Pick out every line in the material below that contains the word "with", and copy each of those lines.

::: Data for this task :::

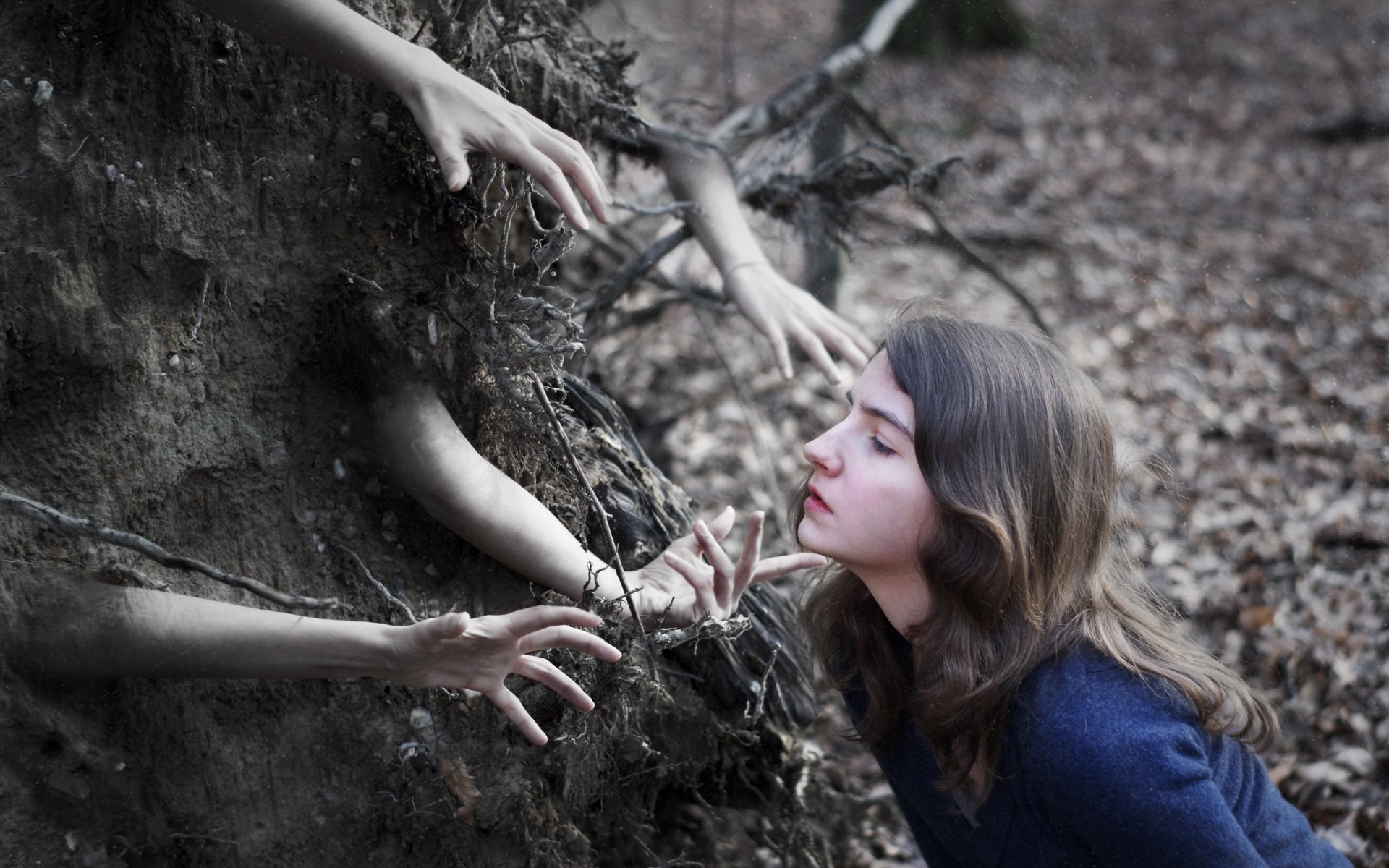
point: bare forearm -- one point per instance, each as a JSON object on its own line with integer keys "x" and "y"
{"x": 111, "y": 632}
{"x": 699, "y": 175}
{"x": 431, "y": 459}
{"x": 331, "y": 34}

:::
::: Data for this task :::

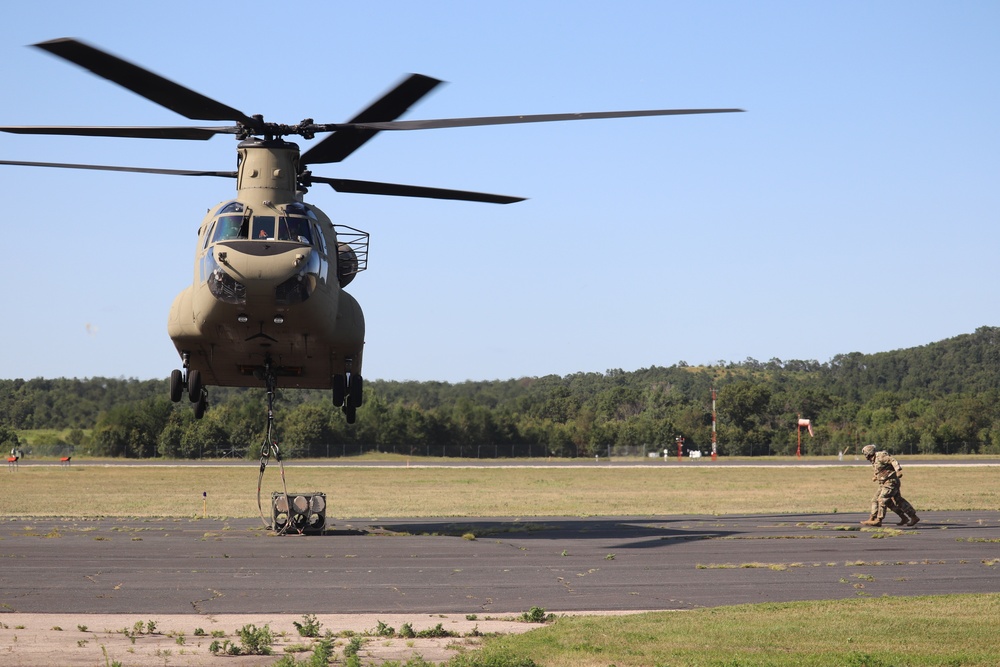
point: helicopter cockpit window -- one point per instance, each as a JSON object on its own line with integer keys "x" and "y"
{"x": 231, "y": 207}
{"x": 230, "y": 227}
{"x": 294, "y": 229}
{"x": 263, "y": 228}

:::

--- The completed task ---
point: bare forearm -- one point per instance, each as a JSON object on its own line with integer keys "x" and "y"
point: helicopter cockpit window -- one point per instance, each as a JSON object on its own line with integer keys "x" and "y"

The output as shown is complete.